[Opening DATA SUPPLIED section]

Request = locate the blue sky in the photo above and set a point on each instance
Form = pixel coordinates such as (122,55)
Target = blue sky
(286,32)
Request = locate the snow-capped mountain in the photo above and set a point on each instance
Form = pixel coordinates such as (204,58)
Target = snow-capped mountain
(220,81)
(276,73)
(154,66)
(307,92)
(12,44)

[Closing DATA SUPPLIED section]
[Opening DATA SUPPLIED section]

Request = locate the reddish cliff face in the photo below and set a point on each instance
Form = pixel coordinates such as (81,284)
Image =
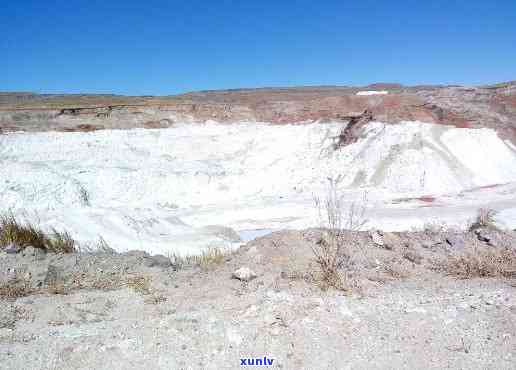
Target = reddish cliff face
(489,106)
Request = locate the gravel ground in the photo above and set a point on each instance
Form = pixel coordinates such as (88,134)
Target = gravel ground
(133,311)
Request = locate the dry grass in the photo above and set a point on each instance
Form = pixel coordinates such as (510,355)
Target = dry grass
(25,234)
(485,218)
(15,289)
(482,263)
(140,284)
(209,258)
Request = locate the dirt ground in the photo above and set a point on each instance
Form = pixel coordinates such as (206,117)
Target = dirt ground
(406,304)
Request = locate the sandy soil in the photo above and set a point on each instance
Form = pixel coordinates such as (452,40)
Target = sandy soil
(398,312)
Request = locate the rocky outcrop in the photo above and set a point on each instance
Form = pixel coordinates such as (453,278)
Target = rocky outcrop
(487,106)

[Closing DATA SUPPLIED section]

» **WORK ITEM**
For each line of the entries that contains the word "above", make a copy.

» **RESULT OF THE EXERCISE**
Request = locate the blue sky in the photo above and set a point on each instance
Request = locate the snow-capped mountain in the photo above and set a point on each instance
Request = locate the gravel ground in the photo above and set a point on each instance
Request = locate the dry grass in the photo above and set a point on each instance
Request = locate the dirt ground in the photo above and set a point on each instance
Request = locate the sandy soil in the photo above and set a point on each instance
Request = locate the rocky outcrop in the photo above and set a point on each instance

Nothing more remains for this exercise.